### Task statement
Your task is to return the span of lines beginning at the one with "Place a pin on every instance of the lamp" and ending at the last line of the data, exactly as it stands.

### Entries
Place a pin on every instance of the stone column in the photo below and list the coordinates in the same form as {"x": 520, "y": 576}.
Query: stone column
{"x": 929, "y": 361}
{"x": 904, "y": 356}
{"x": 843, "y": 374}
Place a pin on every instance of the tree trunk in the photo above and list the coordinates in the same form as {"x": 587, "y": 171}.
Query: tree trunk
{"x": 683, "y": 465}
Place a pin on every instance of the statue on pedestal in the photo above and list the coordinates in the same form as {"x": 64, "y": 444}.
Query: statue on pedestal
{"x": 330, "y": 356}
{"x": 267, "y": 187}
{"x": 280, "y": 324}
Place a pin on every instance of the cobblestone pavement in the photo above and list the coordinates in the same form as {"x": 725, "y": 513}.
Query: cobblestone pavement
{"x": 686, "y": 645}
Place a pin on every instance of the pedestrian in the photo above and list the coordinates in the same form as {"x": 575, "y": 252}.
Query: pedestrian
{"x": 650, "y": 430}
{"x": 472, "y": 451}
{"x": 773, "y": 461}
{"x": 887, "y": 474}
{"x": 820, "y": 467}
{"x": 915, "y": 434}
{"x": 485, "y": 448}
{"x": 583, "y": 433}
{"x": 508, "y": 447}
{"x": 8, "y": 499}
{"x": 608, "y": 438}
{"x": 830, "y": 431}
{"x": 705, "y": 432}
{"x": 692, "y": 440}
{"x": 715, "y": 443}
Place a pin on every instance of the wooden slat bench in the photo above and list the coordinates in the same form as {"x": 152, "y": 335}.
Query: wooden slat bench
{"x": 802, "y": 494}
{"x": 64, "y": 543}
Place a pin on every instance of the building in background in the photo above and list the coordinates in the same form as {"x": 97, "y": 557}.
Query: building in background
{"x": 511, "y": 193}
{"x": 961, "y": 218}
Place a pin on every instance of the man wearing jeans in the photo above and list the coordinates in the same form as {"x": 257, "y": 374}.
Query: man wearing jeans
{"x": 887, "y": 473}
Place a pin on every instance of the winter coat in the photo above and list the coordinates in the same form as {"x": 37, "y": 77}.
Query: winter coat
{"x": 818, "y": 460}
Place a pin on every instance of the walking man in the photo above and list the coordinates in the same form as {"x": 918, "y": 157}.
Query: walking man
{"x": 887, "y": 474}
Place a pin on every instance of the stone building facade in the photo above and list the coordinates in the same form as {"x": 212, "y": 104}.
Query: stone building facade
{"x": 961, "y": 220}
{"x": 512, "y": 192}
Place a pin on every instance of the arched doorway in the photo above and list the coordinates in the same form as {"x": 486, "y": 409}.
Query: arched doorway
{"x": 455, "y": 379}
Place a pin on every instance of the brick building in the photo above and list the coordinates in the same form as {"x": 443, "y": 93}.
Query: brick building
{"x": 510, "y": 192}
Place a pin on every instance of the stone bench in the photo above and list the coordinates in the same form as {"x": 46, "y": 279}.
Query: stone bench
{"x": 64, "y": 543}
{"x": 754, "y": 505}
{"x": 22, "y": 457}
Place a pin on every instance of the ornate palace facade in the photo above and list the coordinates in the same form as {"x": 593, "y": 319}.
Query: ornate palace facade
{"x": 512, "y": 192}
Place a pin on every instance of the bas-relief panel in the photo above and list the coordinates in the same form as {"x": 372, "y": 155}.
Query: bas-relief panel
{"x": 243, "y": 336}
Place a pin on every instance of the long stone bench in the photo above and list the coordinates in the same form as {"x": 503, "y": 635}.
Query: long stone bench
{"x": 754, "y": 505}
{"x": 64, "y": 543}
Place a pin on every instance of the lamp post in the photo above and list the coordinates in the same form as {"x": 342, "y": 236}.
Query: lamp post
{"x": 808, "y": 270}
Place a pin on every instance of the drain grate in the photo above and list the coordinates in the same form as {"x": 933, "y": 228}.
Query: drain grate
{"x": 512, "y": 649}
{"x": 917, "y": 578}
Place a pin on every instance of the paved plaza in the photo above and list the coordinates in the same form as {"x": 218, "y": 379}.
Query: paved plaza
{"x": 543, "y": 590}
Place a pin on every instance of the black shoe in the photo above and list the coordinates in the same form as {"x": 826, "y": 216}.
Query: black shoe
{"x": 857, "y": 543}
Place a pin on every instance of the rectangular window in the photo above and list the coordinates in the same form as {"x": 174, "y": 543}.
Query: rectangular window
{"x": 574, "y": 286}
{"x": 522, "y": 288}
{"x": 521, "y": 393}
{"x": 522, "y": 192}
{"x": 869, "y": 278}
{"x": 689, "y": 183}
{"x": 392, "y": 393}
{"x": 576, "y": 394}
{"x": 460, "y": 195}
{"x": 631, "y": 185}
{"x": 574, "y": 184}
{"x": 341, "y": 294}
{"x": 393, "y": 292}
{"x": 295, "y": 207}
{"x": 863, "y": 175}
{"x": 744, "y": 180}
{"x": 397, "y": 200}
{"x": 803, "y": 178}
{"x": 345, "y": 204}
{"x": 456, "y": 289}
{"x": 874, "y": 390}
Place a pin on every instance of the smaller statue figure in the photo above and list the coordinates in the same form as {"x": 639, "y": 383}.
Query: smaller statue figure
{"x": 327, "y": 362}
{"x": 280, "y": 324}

### Full answer
Place a pin on every instance of the lamp post in the photo above and list the coordinates in the same form as {"x": 342, "y": 236}.
Query: lamp post
{"x": 808, "y": 270}
Place a pin on every instance of the drain grate in the photo above and list the coordinates in the same form as {"x": 933, "y": 228}.
Query: drain grate
{"x": 512, "y": 649}
{"x": 917, "y": 578}
Place a pin on every instance of the paved plaza in the photo above and list the coordinates in the same form as {"x": 218, "y": 379}.
Query: paved plaza
{"x": 543, "y": 590}
Place a pin on every instance of the black shoe in the photo above and list the coordinates in the same form as {"x": 826, "y": 216}.
Query: black shoe
{"x": 857, "y": 543}
Place a pin on every instance of the rectangular window in the photo above and list the coordinates in the same form as {"x": 174, "y": 543}.
Query: rectangular window
{"x": 574, "y": 286}
{"x": 522, "y": 288}
{"x": 521, "y": 393}
{"x": 522, "y": 192}
{"x": 869, "y": 278}
{"x": 689, "y": 183}
{"x": 392, "y": 393}
{"x": 576, "y": 394}
{"x": 460, "y": 195}
{"x": 631, "y": 185}
{"x": 574, "y": 184}
{"x": 341, "y": 294}
{"x": 393, "y": 292}
{"x": 295, "y": 207}
{"x": 863, "y": 175}
{"x": 744, "y": 180}
{"x": 397, "y": 200}
{"x": 803, "y": 178}
{"x": 345, "y": 204}
{"x": 456, "y": 289}
{"x": 874, "y": 390}
Place a pin on every instance of the smaller statue figure in the photo above and list the coordinates in the same form as {"x": 639, "y": 383}.
Query: smaller statue figure
{"x": 327, "y": 362}
{"x": 280, "y": 324}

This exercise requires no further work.